§ PROBLEM
Scan the entries for the word "could", and copy every line where it appears.

§ Collected data
┌────────

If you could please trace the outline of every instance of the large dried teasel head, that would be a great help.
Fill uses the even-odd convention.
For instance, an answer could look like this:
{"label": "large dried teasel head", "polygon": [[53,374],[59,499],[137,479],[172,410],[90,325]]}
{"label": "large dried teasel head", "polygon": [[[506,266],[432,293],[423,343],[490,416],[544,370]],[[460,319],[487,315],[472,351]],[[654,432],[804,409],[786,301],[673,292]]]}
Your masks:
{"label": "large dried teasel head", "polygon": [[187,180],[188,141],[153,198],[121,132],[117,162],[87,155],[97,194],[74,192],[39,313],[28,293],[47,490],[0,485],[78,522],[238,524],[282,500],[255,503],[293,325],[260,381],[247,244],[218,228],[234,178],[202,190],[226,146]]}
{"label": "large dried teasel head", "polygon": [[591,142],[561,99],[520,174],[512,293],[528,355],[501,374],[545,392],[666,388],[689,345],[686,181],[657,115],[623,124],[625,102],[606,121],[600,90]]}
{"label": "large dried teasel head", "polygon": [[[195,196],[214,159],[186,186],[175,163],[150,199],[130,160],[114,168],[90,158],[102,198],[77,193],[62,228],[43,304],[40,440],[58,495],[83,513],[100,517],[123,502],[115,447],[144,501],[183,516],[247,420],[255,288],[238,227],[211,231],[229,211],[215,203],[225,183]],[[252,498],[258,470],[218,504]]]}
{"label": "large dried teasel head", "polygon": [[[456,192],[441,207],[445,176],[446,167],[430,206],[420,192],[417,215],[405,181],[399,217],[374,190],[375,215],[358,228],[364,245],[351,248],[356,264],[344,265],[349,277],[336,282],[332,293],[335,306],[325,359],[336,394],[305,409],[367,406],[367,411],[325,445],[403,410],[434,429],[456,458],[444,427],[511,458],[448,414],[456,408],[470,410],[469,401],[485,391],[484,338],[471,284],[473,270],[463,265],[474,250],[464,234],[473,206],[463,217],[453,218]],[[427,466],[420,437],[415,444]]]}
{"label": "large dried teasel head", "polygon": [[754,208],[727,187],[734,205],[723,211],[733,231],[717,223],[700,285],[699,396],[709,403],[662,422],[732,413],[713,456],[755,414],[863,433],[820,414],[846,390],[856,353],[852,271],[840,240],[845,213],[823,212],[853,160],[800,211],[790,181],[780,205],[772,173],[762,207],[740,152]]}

└────────

§ SOLUTION TO THE PROBLEM
If you could please trace the outline of every instance of the large dried teasel head, that would be a great help.
For instance, an answer could look like this:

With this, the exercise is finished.